# Excerpt to read
**********

Of the 10,633 families receiving retiree health benefits from Patriot, 90 percent never worked a day for Patriot or Magnum, which Patriot absorbed from Arch, Sanson said. “Clearly, the primary motivation behind the Arch/Magnum transaction and the Peabody/Patriot spinoff was to avoid the liabilities to its former employees.”

The report, produced by Interfaith Worker Justice and Religious Leaders for Coalfield Justice, accuses Arch and Peabody of abandoning coalfield communities and their own families — people who have built their companies — for the sake of misguided notions of economic freedom. Quoting Psalms, the religious leaders urge people of all faiths to “stand with mine workers, their families and communities as they seek a just solution to their plight. And we invite prayers for them, as well as for owners and managers of Arch, Peabody and Patriot.”

You can read the full report here.

Meanwhile, miners continue their demonstrations to dramatize the unfairness of the scheme by the giant coal companies to steal their benefits, maintaining their faith in the U.S. justice system. They also are working to make sure that Congress gets the message. The Coalfield Accountability and Retired Employee (CARE) Act, sponsored by Sen. Jay Rockefeller in the Senate and by Rep. Nick Rahall in the House, would extend the federally guaranteed welfare and retirement system for coal miners and their dependents, in place since 1946.

The CARE Act would shore up the UMWA 1974 pension plan, undermined by the 2008 recession, and give union retirees who lose health care benefits because of company bankruptcy eligibility for the 1992 benefit plan and hold employers accountable for contributions.

For the time being, the campaign is playing out in the streets of St. Louis, but it will not stop there. Capitol Hill looms on the horizon. Federal Courts, the Congress, the President. The Mine Workers are prepared to leave no stone unturned in the search for justice. They say faith moves mountains.

**********

# Dataset extract

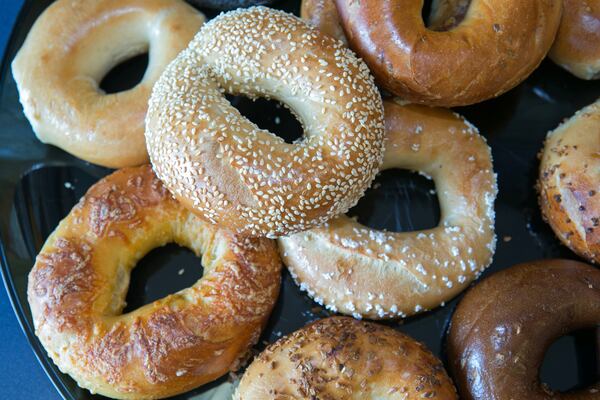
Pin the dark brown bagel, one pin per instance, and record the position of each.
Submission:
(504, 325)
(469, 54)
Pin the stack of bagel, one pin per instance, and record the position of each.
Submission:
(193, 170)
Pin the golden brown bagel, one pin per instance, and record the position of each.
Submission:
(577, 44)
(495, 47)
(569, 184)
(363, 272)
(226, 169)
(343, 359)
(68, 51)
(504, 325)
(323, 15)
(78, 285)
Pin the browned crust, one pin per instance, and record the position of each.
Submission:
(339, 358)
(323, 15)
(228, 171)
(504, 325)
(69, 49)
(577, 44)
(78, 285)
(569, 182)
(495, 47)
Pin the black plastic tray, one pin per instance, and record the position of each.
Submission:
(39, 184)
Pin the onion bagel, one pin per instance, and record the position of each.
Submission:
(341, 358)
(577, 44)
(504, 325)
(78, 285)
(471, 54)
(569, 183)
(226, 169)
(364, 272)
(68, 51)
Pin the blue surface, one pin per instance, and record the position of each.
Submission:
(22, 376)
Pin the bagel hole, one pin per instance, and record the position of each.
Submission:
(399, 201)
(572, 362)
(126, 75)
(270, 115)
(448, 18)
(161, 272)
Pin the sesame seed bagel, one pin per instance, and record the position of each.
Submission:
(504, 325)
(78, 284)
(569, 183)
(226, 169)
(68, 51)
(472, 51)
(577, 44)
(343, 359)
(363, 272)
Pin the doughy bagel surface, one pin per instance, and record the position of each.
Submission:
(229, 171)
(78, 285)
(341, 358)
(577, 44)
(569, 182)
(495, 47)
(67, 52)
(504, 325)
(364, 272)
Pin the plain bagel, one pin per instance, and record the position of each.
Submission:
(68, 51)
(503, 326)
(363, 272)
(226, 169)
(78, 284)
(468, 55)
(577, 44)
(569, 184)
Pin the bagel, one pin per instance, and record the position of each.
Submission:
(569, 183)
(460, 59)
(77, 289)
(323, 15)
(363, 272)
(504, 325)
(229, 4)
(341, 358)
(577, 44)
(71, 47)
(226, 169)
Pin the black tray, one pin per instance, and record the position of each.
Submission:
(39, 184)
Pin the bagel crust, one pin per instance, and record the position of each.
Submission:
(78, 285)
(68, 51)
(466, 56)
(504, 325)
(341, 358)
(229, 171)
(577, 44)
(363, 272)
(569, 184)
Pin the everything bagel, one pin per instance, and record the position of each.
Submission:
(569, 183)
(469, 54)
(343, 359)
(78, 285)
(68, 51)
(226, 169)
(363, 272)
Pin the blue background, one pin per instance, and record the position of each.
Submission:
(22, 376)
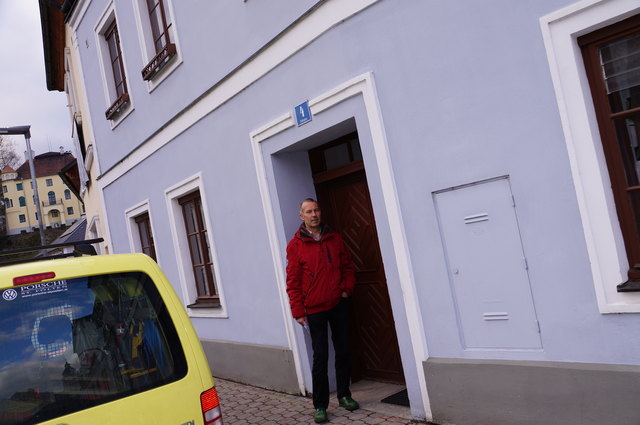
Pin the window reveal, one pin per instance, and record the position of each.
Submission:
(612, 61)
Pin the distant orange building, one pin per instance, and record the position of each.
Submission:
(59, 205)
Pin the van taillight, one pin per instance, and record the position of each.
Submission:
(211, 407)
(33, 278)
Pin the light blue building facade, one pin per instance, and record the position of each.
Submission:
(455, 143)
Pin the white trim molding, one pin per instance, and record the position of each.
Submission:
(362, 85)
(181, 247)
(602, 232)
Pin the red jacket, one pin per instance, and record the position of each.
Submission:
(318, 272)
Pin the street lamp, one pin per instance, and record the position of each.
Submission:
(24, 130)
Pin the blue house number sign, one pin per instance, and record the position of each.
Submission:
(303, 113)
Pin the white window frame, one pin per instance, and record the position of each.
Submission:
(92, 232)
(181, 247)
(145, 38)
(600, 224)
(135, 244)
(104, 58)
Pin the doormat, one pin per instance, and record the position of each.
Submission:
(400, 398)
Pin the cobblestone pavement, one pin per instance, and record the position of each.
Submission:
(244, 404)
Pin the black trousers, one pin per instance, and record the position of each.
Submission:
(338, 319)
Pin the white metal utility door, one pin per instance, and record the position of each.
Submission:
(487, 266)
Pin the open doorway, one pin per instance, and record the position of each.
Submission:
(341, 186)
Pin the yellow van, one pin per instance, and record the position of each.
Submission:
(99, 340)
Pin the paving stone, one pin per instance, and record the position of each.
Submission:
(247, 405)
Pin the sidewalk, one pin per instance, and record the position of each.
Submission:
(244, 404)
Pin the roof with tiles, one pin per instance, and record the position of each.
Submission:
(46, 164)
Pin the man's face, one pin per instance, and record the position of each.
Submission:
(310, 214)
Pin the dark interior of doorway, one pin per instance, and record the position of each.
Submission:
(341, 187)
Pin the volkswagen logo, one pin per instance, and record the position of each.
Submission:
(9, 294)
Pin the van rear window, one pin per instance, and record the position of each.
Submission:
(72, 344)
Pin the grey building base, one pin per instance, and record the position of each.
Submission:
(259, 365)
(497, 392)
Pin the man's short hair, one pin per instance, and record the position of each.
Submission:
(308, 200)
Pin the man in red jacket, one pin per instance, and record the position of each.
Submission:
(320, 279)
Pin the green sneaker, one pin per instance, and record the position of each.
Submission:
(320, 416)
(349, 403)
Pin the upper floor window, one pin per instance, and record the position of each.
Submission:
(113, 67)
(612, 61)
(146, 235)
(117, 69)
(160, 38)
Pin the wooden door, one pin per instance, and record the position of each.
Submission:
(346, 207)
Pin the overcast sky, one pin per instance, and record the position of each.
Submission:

**********

# What is required
Can you transcribe the passage about the mine workers' campaign from "For the time" to "faith moves mountains."? The items have no connection to the text.

# Solution to this task
For the time being, the campaign is playing out in the streets of St. Louis, but it will not stop there. Capitol Hill looms on the horizon. Federal Courts, the Congress, the President. The Mine Workers are prepared to leave no stone unturned in the search for justice. They say faith moves mountains.